Instructions>
(a) Answer these from the passage about the 1999 Marine Corps Marathon medal and the Boston Marathon bombing, one answer per line:
(i) What finishing time is written for the 1999 Marine Corps Marathon?
(ii) What time did the race clock show when the first explosion hit Boylston Street?
(iii) At what mile did Caroline Burkhart stop?
(b) Continue the passage about the 1999 Marine Corps Marathon medal and the Boston Marathon bombing, starting after its final sentence.
╭─ Document passage
The Madwoman's finisher's medal and race bib from 1999 Marine Corps Marathon.

The Madwoman’s finisher’s medal and race bib from 1999 Marine Corps Marathon. With notes on time and place scribbled in above the number. Proud? To this day.

4:14:10. If I had run that time Monday in Boston, I wouldn’t have made it to the finish line by the time the bombs went off. Photos and video show the race clock at 4:09:55 when the first explosion rocked Boylston Street. I would have been among the thousands left trying to absorb both the shock of a violent event and the disappointment of not being able to complete a major milestone. A New York Times article provides a poignant glimpse of runners in precisely that situation the morning after the incident:

Marathon officials had set up an ad hoc site adjacent to the crime scene, where runners who had been stopped before the finish line could pick up their medals and bright yellow bags of belongings that they had left at the start. What would ordinarily be a moment to bask in accomplishment was a grim occasion, as runners — many with tears in their eyes — wondered what to make of a medal for a marathon they had been unable to complete.

“It’s heartbreaking to not cross the finish line, you train so hard for this,” said Lauren Field, an auctioneer who now lives in Hampstead, N.H., who was stopped blocks from the finish line. “It’s sad, but I’m safe.”

Caroline Burkhart protested gently as a volunteer handed her a medal. “I didn’t finish,” she said, explaining that she had stopped at mile 25.2. She took off the medal and examined it. “Memories,” she said, with a shudder. “Next year, I’ll wear it.”
╰─
╭─ Records supplied
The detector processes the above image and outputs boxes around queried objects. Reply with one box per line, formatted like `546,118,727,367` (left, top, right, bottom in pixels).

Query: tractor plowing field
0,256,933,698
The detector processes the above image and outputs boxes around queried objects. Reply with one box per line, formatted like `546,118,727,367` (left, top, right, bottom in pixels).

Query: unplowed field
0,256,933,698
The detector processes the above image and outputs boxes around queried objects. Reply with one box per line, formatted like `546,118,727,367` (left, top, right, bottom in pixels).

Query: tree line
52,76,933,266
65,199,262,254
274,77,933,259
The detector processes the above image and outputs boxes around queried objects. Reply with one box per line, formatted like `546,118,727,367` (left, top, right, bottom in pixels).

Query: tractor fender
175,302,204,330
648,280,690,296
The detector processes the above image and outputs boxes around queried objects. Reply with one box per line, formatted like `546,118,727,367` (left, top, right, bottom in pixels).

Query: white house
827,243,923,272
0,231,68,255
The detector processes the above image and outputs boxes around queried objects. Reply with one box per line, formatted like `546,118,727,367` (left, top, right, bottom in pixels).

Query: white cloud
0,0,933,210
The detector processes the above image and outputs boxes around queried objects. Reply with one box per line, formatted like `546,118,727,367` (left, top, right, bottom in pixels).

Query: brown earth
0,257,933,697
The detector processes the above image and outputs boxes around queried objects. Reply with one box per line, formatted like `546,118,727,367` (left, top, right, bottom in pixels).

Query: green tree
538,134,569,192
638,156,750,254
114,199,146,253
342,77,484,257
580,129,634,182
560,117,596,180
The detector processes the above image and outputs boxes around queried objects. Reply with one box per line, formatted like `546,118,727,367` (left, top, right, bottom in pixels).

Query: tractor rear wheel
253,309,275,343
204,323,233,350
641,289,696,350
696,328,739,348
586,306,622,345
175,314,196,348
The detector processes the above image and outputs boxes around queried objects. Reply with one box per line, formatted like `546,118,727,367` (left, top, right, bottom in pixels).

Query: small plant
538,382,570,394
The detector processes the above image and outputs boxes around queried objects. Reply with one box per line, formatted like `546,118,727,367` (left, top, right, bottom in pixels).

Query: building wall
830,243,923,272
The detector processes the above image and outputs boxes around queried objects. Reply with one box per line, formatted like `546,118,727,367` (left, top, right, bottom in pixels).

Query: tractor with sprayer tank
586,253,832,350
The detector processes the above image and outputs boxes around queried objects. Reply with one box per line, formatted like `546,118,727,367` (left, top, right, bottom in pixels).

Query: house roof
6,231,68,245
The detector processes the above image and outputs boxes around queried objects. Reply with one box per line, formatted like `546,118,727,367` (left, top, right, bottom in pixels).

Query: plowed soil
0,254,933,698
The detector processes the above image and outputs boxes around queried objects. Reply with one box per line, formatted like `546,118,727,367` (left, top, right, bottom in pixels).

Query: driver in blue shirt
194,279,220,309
╰─
╭─ Records supplied
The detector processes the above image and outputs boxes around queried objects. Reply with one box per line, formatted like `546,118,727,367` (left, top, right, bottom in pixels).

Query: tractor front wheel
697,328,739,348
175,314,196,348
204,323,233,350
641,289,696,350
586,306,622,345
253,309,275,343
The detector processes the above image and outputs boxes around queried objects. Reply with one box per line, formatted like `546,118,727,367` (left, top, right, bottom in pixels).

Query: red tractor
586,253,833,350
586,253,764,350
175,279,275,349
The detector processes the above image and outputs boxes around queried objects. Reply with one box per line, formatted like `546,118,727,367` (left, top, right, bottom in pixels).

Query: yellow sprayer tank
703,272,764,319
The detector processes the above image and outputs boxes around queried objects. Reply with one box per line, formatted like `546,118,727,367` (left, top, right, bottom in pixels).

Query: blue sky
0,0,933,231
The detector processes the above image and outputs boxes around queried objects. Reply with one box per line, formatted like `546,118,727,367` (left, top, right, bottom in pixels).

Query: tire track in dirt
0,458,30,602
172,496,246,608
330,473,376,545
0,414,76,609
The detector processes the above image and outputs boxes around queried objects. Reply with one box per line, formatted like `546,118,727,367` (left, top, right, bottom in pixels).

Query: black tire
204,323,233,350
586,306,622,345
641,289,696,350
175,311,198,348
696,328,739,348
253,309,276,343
╰─
Exercise responses>
(a)
(i) 4:14:10
(ii) 4:09:55
(iii) 25.2

(b)
Look, I know: People were maimed and killed in Boston on Monday. People are maimed and killed somewhere on the planet every day, and my country is often directly or indirectly responsible for the maiming and the killing. It would be obscene to compare the disappointment of a race cut short to the tragedies of lives cut short and bodies blown apart, but that isn’t what I’m doing here. In the scheme of things, the heartbreak experienced by runners like Lauren Field and Caroline Burkhart might not count for much, but it does count — for them as individuals, for all of us who now have one more scenario of ordinary moments turning into disasters to play out in our heads as we lie awake at night. I want to acknowledge and honor the heartbreak of the runners who were denied the chance to complete their races on Monday. I want to give them space not to be consoled by medals that on some level they know they don’t deserve. You don’t go to Boston to run 25.2 or 26.1 miles. You go to Boston to run 26.2 miles. Training matters, yes, and the journey counts for something, but crossing the finish line is, after all, the point. If you don’t reach it, for whatever reason, the only honest thing you can say, no matter how much it hurts, is, “I didn’t finish.”

Here’s a thought, which I offer for free to the organizers of the Boston Marathon and to all who believe that running is the path to enlightenment, as long as you finish the race:

Next year, open the race to everybody.

No qualifying times. No elite entrants. Make it as big as you can possibly make it — and here’s the really radical part:

Let the 5000 runners who weren’t allowed to finish this year lead the pack.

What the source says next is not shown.